■ **Problem statement**
Reproduce each line exactly. Skip none.
────────────────
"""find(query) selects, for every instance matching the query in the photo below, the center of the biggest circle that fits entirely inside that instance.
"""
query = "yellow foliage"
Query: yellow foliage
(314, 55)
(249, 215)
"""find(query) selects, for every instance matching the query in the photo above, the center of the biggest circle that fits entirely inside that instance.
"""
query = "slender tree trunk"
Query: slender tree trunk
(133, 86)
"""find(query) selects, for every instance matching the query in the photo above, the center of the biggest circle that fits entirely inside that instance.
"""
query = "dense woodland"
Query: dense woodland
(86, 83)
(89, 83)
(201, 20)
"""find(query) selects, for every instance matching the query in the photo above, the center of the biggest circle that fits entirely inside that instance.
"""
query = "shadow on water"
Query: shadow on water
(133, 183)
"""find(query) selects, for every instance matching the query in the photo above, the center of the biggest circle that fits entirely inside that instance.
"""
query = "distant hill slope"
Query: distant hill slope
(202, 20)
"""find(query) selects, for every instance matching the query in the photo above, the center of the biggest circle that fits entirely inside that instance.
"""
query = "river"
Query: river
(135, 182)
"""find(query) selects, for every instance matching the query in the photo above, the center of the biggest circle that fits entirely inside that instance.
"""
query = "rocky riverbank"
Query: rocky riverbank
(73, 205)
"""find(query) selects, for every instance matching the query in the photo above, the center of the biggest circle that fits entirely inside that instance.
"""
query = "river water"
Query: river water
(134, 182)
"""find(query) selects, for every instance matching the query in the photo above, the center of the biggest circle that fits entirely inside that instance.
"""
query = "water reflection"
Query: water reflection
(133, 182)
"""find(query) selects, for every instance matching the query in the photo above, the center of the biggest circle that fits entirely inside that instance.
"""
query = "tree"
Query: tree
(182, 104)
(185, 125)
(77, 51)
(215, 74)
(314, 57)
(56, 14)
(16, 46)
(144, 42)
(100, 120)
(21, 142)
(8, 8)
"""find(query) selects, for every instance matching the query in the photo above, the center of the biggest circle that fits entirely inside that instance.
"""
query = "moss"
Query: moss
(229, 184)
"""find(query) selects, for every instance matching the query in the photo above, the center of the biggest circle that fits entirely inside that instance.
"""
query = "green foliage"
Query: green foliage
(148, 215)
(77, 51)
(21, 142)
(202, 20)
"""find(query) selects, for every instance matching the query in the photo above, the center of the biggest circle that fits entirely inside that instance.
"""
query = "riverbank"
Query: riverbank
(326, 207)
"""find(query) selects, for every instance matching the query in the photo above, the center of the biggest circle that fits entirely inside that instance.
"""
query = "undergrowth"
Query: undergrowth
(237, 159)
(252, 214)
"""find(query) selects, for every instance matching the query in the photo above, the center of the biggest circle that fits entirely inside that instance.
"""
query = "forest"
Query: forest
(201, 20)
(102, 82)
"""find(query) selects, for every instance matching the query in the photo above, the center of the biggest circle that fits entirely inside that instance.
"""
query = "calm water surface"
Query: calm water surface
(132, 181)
────────────────
■ **Written response**
"""find(query) selects, for every instance matching the query in the photo below, the center of the biggest circle that fits entirely inside that instance.
"""
query = "yellow foliage"
Query: yellow foliage
(314, 55)
(249, 215)
"""find(query) selects, for every instance matching the query in the photo above, the center of the biggest circle that fits entirely inside that instance.
"""
query = "slender tree trunk"
Query: slender tree trunk
(133, 86)
"""find(query) selects, for every instance matching the query in the photo above, the center of the biggest circle that fits entirely inside that instance.
"""
query = "dense woodland"
Query: dense woodland
(86, 83)
(89, 83)
(201, 20)
"""find(query) selects, for every instance matching the query in the photo above, the center of the biggest circle that fits entirely inside that instance.
"""
query = "shadow on water"
Query: shadow on water
(133, 183)
"""find(query) selects, for every instance matching the query in the photo above, the center of the biggest circle that fits entirely inside that instance.
"""
query = "distant hill slope"
Query: distant hill slope
(202, 20)
"""find(query) selects, for every instance matching the query in the photo above, the center of the biggest circle that fits entirely inside that instance.
"""
query = "river"
Query: river
(135, 182)
"""find(query) selects, for every instance matching the query in the photo above, the center of the biggest circle that fits entirely inside that instance.
"""
query = "rocky riverbank"
Query: rocky riverbank
(73, 205)
"""find(query) selects, for every instance matching the query in the photo above, the center of the biggest circle that fits entirely inside that instance.
"""
query = "river water"
Query: river water
(134, 182)
"""find(query) selects, for every instance matching the query in the photo above, the center of the biggest circle that fits entirely inside that instance.
"""
query = "water reflection"
Query: water reflection
(133, 182)
"""find(query) selects, for every instance matching the query in the photo above, the center of the biggest circle that fits entirely inside that instance.
"""
query = "tree"
Query: tree
(182, 104)
(185, 125)
(77, 51)
(215, 74)
(314, 57)
(56, 14)
(16, 46)
(144, 42)
(100, 120)
(21, 142)
(8, 8)
"""find(query) selects, for every instance matching the query in the photo above, the center of the biggest circle that fits entirely inside that instance.
"""
query = "moss"
Query: moss
(229, 184)
"""find(query) selects, for every instance matching the query in the photo above, the center of the biggest circle that fits entirely inside that instance.
"""
query = "green foliage"
Query: green foliage
(148, 215)
(77, 51)
(21, 142)
(202, 20)
"""find(query) selects, for every instance matching the query in the photo above, the center of the biggest circle that fits entirely inside that instance.
"""
query = "riverbank"
Query: riverbank
(326, 207)
"""find(query) selects, for every instance matching the query in the photo above, the center of the biggest circle that fits entirely inside that instance.
"""
query = "undergrowth"
Query: undergrowth
(237, 159)
(252, 214)
"""find(query) selects, for every instance matching the query in the photo above, the center of the biggest circle that fits entirely inside that instance.
"""
query = "forest"
Query: forest
(201, 20)
(102, 82)
"""find(query) selects, for every instance matching the query in the photo above, the center of the biggest circle that fits entirely inside that instance.
"""
query = "calm water surface"
Query: calm water surface
(132, 181)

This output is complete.